◆ Text passage ◆
# Craft Supplies, Buxton.



## KimG (10 Aug 2012)

Years ago I bought a lot of stuff from this company, they had everything you could wish for and more, today I had a look at the website and it is a poor reflection of their past stock, hardly any turning tools in stock, very little in the way of timber of any size (no end of 25mm thick bits, but no 50mm exotics, even as long square section) what has happened to them?


----------



## woodyturner (10 Aug 2012)

They went bust a few years ago and the bank bailed them out so it is taking them some time to get sorted I think they got to big to quick with taking over other businesses it is a shame because as you said they had such a vast range of stuff


----------



## KimG (10 Aug 2012)

Well that explains it then, thanks Woody, I guess these days they have more competition too, so that will likely slow any recovery a bit. Ah well, that's the way it goes I guess, Pity.


----------



## flh801978 (10 Aug 2012)

The shop is a sad reflection of how it used to be as well very run down and on the few occasions I have called in there's no customers and very little staff too ..


----------



## paulm (10 Aug 2012)

Their catalogue used to be first port of call a few years back when I was first into turning, visited the shop a couple of times too and was very impressed back then.

Wonder if they lost their way when they started trying to run the French based holiday courses, and had too much money tied up in too many stock lines too. Never really embraced the internet properly either, losing ground to others who did.

Their website remains very, very poor and tedious to use still unfortunately....

Cheers, Paul


----------



## Mike Wingate (11 Aug 2012)

◆ Required actions ◆
**A.** In the forum thread about Craft Supplies, Buxton, rewrite everything from "# Craft Supplies, Buxton." down to "happened to them?", substituting "wood" for "timber".
**B.** According to woodyturner in the Craft Supplies thread, what happened to the company a few years before 2012?
**C.** Carry the forum thread about Craft Supplies, Buxton forward from where it stops.

Segmentation data:
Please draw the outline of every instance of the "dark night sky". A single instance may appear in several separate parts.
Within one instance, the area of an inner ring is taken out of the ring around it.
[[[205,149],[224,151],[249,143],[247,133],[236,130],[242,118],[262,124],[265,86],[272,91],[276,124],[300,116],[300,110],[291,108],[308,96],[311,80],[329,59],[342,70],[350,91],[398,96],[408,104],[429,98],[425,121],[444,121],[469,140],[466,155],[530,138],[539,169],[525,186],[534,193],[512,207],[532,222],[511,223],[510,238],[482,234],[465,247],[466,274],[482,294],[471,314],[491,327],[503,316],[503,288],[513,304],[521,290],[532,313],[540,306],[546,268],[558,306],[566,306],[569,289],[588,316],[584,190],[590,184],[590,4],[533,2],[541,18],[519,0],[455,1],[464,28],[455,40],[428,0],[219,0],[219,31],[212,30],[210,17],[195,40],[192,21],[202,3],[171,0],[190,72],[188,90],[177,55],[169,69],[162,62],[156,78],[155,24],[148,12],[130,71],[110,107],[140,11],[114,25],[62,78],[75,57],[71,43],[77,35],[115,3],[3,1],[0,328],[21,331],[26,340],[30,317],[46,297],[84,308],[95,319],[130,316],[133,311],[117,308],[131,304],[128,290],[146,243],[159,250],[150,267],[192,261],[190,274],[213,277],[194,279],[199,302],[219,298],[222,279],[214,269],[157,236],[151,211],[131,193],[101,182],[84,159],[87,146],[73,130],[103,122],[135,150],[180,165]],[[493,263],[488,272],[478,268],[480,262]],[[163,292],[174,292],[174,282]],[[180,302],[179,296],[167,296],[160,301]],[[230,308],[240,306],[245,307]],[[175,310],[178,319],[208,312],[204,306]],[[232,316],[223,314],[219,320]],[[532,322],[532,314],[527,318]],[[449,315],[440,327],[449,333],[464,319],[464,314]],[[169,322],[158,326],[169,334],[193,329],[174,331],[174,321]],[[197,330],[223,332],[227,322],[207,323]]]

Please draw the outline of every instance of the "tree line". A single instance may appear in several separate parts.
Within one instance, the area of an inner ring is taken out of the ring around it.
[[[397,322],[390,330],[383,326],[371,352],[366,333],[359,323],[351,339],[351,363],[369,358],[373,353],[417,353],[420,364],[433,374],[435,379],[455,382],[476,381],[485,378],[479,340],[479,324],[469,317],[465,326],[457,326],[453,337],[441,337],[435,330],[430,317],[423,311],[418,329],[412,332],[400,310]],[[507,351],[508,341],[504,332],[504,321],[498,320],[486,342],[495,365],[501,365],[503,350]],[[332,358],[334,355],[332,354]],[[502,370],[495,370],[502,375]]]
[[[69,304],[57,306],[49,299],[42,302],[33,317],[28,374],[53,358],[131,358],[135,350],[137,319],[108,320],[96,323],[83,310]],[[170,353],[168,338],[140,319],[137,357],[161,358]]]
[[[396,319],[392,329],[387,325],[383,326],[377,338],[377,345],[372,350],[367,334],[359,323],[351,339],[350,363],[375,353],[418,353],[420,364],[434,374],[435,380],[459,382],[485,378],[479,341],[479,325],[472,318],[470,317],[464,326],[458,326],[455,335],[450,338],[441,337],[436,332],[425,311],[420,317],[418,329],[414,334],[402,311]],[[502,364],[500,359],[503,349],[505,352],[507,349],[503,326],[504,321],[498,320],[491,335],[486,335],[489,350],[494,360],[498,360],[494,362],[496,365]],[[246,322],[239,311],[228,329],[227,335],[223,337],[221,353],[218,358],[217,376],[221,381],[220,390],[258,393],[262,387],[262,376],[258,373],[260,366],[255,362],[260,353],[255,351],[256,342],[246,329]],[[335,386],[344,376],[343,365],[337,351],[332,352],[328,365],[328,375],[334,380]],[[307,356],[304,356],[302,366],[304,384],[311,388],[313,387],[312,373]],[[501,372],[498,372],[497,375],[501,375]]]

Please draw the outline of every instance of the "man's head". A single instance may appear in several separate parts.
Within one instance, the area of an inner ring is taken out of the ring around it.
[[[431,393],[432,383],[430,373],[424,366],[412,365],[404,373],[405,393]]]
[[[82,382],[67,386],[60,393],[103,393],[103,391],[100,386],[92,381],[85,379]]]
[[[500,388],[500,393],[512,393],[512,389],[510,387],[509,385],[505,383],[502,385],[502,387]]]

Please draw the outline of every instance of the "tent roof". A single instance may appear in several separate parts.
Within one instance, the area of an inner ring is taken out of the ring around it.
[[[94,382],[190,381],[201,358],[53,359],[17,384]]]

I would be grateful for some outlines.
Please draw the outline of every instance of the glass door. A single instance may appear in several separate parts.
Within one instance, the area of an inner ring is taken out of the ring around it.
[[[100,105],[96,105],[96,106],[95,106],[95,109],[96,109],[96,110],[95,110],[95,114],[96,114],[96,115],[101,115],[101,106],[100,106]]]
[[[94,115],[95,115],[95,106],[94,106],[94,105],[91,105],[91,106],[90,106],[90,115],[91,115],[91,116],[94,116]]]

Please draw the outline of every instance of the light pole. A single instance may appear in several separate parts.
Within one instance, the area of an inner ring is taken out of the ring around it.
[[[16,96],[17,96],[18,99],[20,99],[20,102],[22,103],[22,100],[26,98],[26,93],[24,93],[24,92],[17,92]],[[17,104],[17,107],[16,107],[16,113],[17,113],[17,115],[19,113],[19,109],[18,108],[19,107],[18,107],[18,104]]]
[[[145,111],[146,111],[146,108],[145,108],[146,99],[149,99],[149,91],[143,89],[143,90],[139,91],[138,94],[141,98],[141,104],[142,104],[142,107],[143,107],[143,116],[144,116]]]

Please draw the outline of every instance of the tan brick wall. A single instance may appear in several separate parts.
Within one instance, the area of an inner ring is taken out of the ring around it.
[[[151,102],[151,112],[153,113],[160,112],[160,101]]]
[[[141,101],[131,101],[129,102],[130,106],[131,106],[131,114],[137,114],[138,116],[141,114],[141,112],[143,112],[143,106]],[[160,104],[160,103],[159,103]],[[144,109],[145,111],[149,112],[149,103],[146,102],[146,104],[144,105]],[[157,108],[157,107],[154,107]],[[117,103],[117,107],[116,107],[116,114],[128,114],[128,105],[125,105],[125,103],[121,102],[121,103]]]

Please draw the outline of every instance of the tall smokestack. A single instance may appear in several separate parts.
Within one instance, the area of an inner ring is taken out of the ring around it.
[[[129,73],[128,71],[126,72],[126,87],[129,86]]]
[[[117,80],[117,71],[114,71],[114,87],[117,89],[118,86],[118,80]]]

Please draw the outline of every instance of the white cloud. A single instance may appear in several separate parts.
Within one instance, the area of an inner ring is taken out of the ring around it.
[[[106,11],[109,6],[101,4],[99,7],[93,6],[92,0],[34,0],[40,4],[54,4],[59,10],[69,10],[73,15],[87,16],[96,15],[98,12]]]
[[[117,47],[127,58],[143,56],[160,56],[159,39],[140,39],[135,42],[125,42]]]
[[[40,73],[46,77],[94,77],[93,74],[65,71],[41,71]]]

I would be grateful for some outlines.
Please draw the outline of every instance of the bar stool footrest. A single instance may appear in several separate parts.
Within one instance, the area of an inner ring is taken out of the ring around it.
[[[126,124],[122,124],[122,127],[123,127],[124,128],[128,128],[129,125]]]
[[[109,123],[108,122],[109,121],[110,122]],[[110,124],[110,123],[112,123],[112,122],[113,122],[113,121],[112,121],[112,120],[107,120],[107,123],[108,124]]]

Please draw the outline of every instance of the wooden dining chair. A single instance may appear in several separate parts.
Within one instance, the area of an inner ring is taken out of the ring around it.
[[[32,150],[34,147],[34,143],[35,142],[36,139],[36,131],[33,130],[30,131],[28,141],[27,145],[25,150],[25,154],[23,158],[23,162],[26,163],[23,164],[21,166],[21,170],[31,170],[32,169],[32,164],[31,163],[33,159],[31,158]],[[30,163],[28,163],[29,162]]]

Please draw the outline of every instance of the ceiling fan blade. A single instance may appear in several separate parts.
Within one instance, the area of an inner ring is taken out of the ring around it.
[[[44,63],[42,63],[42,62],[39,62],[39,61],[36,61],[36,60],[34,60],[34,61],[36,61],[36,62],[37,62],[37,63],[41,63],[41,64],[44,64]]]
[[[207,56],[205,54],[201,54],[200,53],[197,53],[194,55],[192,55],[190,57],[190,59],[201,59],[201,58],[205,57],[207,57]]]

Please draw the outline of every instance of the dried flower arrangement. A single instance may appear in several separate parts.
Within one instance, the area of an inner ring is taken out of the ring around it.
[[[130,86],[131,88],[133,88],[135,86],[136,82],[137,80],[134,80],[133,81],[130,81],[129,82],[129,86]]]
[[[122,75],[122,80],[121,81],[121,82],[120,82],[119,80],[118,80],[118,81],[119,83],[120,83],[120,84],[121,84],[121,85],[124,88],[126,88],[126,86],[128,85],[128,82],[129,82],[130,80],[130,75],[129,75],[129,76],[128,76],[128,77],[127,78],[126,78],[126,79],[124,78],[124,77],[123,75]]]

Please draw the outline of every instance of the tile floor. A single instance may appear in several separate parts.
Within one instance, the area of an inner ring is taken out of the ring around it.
--
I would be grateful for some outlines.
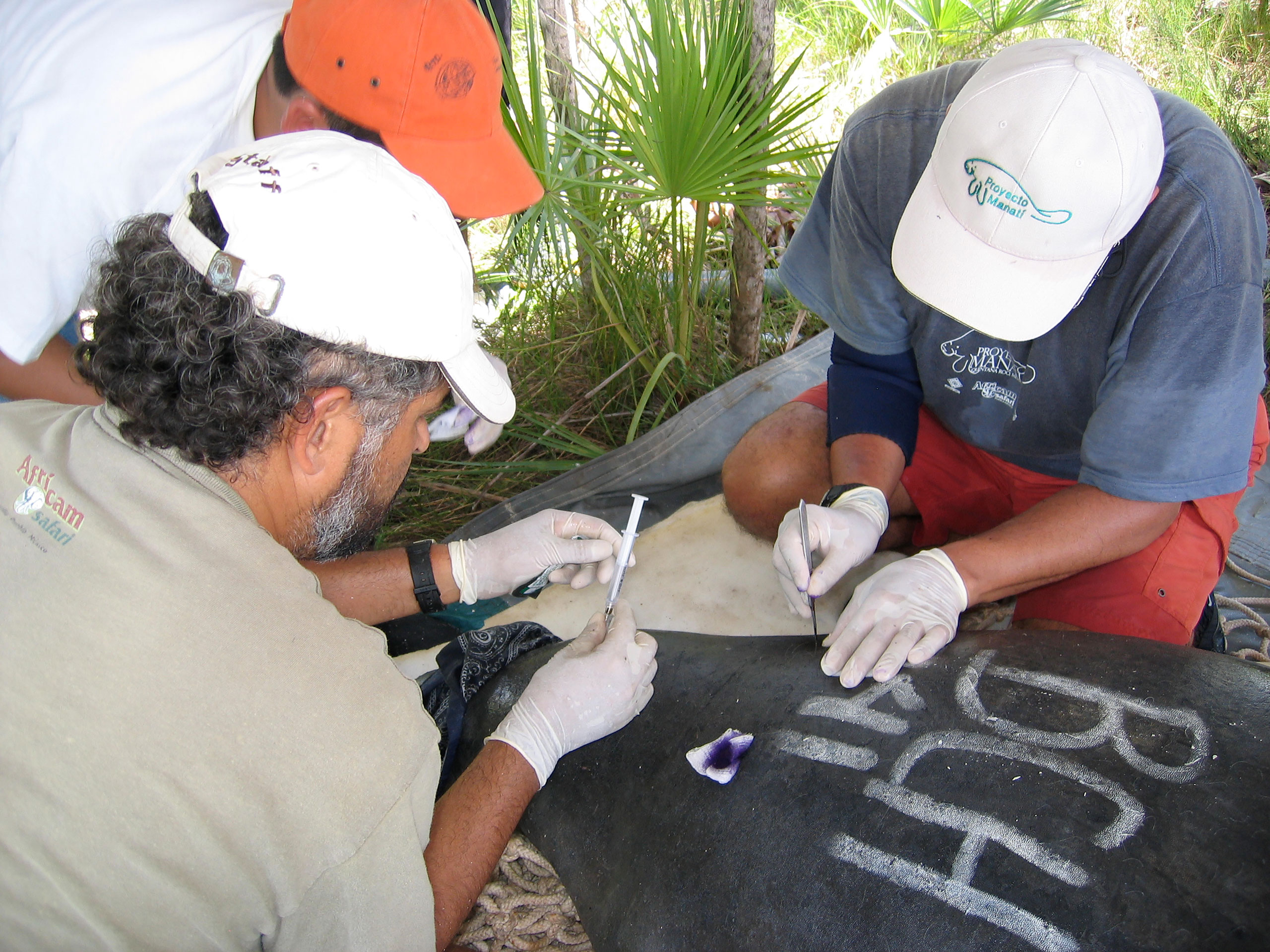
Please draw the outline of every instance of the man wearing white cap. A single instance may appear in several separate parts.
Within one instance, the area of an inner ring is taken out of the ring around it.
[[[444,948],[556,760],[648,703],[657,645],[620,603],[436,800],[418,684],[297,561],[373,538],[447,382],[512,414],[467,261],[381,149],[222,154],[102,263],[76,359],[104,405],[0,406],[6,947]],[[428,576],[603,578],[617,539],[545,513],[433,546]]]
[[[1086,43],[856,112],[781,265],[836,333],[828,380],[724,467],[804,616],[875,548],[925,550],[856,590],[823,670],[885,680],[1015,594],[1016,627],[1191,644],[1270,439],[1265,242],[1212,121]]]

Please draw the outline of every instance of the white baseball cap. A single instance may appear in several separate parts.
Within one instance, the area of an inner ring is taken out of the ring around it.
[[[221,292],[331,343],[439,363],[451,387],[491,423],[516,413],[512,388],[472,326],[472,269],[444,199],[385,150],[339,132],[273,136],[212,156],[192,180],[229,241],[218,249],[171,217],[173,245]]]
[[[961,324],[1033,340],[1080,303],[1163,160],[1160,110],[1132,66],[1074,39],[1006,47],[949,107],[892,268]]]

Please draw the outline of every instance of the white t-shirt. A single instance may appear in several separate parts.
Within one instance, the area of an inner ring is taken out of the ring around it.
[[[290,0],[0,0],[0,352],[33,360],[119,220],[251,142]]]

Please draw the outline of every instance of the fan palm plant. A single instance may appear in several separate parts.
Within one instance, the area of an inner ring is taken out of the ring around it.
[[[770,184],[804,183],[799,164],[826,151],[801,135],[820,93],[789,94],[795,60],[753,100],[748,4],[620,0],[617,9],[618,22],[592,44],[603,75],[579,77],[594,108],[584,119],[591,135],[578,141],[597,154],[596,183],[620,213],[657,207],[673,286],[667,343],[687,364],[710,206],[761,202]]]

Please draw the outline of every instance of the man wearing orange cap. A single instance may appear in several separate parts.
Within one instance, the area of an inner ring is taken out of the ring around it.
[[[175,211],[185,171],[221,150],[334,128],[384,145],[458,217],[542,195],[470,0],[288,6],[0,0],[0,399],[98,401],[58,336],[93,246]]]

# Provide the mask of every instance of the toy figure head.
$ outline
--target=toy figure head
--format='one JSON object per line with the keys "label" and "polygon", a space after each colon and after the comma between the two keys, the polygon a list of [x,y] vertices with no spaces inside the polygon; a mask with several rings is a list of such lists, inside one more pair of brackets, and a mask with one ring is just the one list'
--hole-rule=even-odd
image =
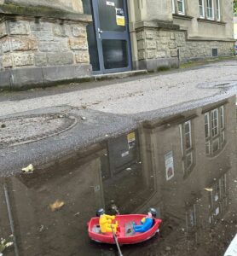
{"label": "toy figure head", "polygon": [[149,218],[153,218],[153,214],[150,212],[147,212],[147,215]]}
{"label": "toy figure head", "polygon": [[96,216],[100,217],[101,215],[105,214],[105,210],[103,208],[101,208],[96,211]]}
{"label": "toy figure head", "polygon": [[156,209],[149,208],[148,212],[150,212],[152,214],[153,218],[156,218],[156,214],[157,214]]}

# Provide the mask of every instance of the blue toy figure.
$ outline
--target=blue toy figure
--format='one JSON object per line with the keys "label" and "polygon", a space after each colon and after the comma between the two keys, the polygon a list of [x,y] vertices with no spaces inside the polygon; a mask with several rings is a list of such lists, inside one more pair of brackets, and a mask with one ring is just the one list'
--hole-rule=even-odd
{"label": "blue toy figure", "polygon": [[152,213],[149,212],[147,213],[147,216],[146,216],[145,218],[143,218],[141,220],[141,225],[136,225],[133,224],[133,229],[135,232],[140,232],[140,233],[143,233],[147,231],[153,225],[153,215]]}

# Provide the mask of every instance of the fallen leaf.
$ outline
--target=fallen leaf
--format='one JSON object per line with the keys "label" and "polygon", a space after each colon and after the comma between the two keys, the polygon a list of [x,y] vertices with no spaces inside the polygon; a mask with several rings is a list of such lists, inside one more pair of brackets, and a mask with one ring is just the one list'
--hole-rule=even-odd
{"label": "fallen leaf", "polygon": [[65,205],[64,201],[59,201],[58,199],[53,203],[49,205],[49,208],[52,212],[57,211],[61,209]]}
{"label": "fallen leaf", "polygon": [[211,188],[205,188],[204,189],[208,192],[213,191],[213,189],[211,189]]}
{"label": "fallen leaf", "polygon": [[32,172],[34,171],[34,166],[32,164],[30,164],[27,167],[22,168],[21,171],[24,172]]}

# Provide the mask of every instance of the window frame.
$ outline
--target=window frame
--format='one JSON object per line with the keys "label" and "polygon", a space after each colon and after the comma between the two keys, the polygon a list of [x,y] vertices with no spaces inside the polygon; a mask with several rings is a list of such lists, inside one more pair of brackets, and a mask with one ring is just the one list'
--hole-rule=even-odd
--
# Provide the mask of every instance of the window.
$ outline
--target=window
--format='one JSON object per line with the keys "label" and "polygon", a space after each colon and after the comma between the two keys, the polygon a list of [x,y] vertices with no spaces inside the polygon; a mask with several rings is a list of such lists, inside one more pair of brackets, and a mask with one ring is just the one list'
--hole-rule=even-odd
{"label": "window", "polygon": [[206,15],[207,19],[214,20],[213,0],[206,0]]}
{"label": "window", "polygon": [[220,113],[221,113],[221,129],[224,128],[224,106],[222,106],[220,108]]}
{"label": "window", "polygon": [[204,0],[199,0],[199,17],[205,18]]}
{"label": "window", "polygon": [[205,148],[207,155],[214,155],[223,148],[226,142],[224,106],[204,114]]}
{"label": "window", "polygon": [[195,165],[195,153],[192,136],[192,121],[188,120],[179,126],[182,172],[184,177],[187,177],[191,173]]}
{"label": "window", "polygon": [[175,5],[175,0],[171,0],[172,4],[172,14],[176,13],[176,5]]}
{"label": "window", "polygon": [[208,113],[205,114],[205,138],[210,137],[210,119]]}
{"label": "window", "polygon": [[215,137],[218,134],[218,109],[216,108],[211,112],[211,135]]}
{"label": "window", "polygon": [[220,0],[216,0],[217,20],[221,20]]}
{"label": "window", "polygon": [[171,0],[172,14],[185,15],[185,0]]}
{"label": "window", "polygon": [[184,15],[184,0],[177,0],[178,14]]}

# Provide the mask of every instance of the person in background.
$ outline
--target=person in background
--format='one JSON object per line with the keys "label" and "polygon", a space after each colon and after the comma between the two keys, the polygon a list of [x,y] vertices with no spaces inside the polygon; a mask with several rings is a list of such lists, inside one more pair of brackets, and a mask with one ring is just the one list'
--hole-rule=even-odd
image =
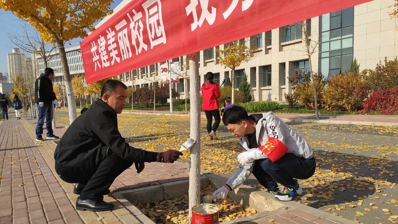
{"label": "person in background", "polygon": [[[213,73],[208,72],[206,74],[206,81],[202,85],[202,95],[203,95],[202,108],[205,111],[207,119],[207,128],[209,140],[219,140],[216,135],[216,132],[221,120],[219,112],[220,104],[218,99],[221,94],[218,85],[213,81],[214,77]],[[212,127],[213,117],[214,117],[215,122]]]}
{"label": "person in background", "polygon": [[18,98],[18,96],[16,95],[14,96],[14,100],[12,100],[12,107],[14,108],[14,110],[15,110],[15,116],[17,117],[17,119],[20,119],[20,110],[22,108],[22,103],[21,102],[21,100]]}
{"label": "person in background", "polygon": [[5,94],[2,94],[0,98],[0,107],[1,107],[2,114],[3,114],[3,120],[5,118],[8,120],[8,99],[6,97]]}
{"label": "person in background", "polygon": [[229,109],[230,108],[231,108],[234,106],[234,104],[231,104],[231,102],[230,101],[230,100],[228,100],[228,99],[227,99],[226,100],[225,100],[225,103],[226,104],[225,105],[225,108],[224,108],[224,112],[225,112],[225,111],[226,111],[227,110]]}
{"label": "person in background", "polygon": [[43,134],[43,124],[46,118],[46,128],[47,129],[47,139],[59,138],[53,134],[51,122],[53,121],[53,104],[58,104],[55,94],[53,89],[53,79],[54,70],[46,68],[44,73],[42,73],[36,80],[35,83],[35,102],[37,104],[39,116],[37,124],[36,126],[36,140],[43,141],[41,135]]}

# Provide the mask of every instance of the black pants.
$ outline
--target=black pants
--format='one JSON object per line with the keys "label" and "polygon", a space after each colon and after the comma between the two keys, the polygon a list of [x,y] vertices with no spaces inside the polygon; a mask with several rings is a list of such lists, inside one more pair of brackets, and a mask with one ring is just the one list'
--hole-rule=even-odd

◆ Results for the exercise ◆
**A.**
# Craft Supplies, Buxton.



## KimG (10 Aug 2012)

Years ago I bought a lot of stuff from this company, they had everything you could wish for and more, today I had a look at the website and it is a poor reflection of their past stock, hardly any turning tools in stock, very little in the way of wood of any size (no end of 25mm thick bits, but no 50mm exotics, even as long square section) what has happened to them?

**B.** It went bust, and the bank bailed it out.

**C.**
It used to be a great place for a day out, then pop down to Bakewell and visit the 3 Tabwell Tool shops. The present Craft Supplies establishment is very poor, limited stock and high prices.


----------



## woodyturner (11 Aug 2012)

Mike Wingate":32krt3qe said:


> It used to be a great place for a day out, then pop down to Bakewell and visit the 3 Tabwell Tool shops. The present Craft Supplies establishment is very poor, limited stock and high prices.


Yes Tabwell's was another one it just disappeared of the face of the Earth they were part of Record that was just dumped when they were taken over it is some of there staff that started up Rutlands and they are still in Bakewell but they don't have a shop


----------



## dickm (11 Aug 2012)

Didn't know Tabwell were part of the old Record empire. My impression was that they over-reached themselves by opening branches all over the place (mainly by taking over existing outlets) and presumably got into a serious cash-flow problem as a result. Probably bad timing too - expanding just when the economy was going through one of its wobbles. 
Just hope the same doesn't happen to any of the current crop of decent woodworking supplies people.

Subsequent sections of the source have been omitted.